- [Zadania do wykonania]
[A] Sformatuj wszystkie wiersze ze wszystkich rekordów jako listę JSON złożoną z napisów, po jednym napisie na każdy wiersz, z pominięciem wierszy pustych.
[B] Wznów tekst o powojennej starówce, dopisując jego dalszy ciąg po ostatnim zdaniu.

- [Tekst do czytania]
Starówka pod koniec II wojny światowej została niemal zmieciona z powierzchni ziemi, ale zachowała się średniowieczna urbanistyka. Niestety NRD-owscy planiści nie uszanowali pierzejowego charakteru zabudowy, za wyjątkiem odbudowanego w latach 50. XX wieku fragmentu przy Stettinerstraße, gdzie stanęły ciekawe kamienice o skromnych lecz szlachetnych ornamentach. W pozostałych kwartałach dominują ustawiane w poprzek ulic prefabrykowane bloki (Plattenbau). Szczytem NRD-owskiej brzydoty jest Nowy Rynek (Neumarkt) i próba stworzenia tam kameralnego klimatu starówki przy pomocy smutnych betonowych siermiężnych kloców. O tym jak bogate i urocze było to miasto świadczą nieliczne, dziś misternie odnowione, ostańce. Proszę zadrzeć głowę i spojrzeć na fantazyjne detale kamieniczek przy Marktstraße, Prenzlauerstraße albo Gartenstraße.

(Przykłady etykietowania masek)
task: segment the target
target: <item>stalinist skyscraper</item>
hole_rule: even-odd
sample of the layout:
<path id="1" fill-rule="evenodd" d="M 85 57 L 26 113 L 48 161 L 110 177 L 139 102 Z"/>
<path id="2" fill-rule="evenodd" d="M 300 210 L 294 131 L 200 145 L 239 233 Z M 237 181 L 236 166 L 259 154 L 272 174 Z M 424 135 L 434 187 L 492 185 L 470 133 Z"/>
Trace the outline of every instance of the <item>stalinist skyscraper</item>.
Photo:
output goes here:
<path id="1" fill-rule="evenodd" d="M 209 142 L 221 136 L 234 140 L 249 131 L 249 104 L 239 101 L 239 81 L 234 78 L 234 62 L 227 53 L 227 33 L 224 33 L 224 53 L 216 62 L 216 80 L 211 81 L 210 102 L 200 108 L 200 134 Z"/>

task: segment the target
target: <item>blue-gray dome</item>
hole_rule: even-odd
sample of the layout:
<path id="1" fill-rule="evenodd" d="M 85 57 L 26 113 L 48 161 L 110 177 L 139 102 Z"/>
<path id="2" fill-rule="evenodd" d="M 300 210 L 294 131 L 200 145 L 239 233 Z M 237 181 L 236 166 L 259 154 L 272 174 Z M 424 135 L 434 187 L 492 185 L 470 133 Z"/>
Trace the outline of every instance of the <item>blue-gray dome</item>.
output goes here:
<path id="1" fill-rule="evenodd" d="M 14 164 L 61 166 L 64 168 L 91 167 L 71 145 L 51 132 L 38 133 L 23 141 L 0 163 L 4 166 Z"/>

- [Odpowiedzi po kolei]
[A]
[
  "task: segment the target",
  "target: <item>stalinist skyscraper</item>",
  "hole_rule: even-odd",
  "sample of the layout:",
  "<path id=\"1\" fill-rule=\"evenodd\" d=\"M 85 57 L 26 113 L 48 161 L 110 177 L 139 102 Z\"/>",
  "<path id=\"2\" fill-rule=\"evenodd\" d=\"M 300 210 L 294 131 L 200 145 L 239 233 Z M 237 181 L 236 166 L 259 154 L 272 174 Z M 424 135 L 434 187 L 492 185 L 470 133 Z\"/>",
  "Trace the outline of every instance of the <item>stalinist skyscraper</item>.",
  "Photo:",
  "output goes here:",
  "<path id=\"1\" fill-rule=\"evenodd\" d=\"M 209 142 L 221 136 L 234 140 L 249 131 L 249 104 L 239 101 L 239 81 L 234 78 L 234 62 L 227 53 L 227 33 L 224 33 L 224 53 L 216 62 L 216 80 L 211 81 L 210 102 L 200 108 L 200 134 Z\"/>",
  "task: segment the target",
  "target: <item>blue-gray dome</item>",
  "hole_rule: even-odd",
  "sample of the layout:",
  "<path id=\"1\" fill-rule=\"evenodd\" d=\"M 85 57 L 26 113 L 48 161 L 110 177 L 139 102 Z\"/>",
  "<path id=\"2\" fill-rule=\"evenodd\" d=\"M 300 210 L 294 131 L 200 145 L 239 233 Z M 237 181 L 236 166 L 259 154 L 272 174 Z M 424 135 L 434 187 L 492 185 L 470 133 Z\"/>",
  "Trace the outline of every instance of the <item>blue-gray dome</item>.",
  "output goes here:",
  "<path id=\"1\" fill-rule=\"evenodd\" d=\"M 14 164 L 61 166 L 64 168 L 91 167 L 71 145 L 51 132 L 38 133 L 23 141 L 0 163 L 4 166 Z\"/>"
]

[B]
Przetrwały pokaźne fragmenty murów miejskie oraz gotyckich fortyfikacji, z których miasto słynie. Wzdłuż poprowadzono ponad dwukilometrowe corso (Ringstraße), który często prowadzi przy ogrodach prywatnych posesji, stając się niemal Arboretum. Do dziś zachwycają miejskie bramy – Młyńska (Mühlentor) i Przęcławska (Prenzlauer Tor) oraz baszty Prochowa (Pulverturm) i ta najbardziej znana „Kiek in de Mark” czyli „Patrz w Marchię”. Ta dziwna nazwa pochodzi od konieczności nieustannego zachowywania czujności przed możliwymi najazdami brandenburskimi. W bramie prowadzącej do Prenzlau utworzono kameralne muzeum z wystawą poświęconą kirasjerom i ekspozycją prezentującą twórczość znakomitego rysownika Paula Holtza. Miłośnicy 2. Królewskiego Pułku Kirasjerów im. Królowej Luizy koniecznie muszą jeszcze odwiedzić dawne koszary (Kürassier-Kaserne). W monumentalnych ceglanych gmachach działają dziś urzędy oraz Kulturzentrum Historisches U, ale dawne funkcje są czytelne.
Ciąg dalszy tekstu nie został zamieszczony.